**Work required:** How many lines in the data below contain the string "covered"? Case matters, so uppercase and lowercase count as different. Reply with the number only.

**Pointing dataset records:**
▬▬▬▬▬▬▬▬▬▬

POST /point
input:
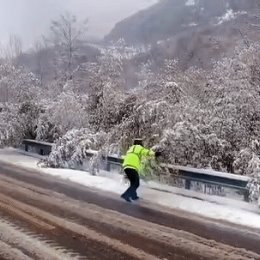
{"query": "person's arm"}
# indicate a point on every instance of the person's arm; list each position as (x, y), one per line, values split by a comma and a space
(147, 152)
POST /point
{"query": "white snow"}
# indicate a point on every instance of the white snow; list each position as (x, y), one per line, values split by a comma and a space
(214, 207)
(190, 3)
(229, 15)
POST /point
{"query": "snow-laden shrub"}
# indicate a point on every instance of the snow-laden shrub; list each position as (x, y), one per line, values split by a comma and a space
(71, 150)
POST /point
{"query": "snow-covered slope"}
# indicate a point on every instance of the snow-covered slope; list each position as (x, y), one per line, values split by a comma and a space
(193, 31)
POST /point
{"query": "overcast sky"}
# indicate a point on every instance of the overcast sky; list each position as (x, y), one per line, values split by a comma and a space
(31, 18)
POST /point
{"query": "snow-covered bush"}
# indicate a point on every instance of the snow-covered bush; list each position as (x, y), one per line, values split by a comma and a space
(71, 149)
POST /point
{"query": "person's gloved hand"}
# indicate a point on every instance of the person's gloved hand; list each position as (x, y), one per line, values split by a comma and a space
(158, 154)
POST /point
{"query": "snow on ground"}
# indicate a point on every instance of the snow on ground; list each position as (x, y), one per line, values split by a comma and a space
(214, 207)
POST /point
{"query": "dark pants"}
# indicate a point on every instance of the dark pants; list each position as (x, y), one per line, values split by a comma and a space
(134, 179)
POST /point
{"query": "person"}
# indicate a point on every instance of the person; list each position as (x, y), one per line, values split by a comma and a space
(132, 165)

▬▬▬▬▬▬▬▬▬▬

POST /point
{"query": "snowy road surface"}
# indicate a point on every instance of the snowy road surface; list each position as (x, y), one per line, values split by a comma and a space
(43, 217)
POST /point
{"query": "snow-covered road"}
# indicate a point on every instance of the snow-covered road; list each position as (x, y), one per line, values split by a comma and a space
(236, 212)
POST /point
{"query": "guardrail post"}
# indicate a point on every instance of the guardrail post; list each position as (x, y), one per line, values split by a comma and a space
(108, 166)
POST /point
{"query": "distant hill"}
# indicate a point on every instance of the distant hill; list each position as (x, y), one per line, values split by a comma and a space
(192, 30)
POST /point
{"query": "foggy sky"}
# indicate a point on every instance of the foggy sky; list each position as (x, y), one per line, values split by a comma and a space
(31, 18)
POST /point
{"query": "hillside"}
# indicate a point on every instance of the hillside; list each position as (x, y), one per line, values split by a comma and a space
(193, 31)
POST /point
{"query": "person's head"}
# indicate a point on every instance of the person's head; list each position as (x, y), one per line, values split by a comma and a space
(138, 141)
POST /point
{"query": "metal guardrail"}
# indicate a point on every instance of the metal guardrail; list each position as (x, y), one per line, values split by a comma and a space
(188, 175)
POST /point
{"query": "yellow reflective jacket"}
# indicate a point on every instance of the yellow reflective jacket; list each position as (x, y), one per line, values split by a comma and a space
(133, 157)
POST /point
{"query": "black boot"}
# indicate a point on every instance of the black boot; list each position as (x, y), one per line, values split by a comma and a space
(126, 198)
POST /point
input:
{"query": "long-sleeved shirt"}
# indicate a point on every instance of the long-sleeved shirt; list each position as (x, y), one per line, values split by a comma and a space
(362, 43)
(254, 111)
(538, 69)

▬▬▬▬▬▬▬▬▬▬

**Answer to the problem:** 6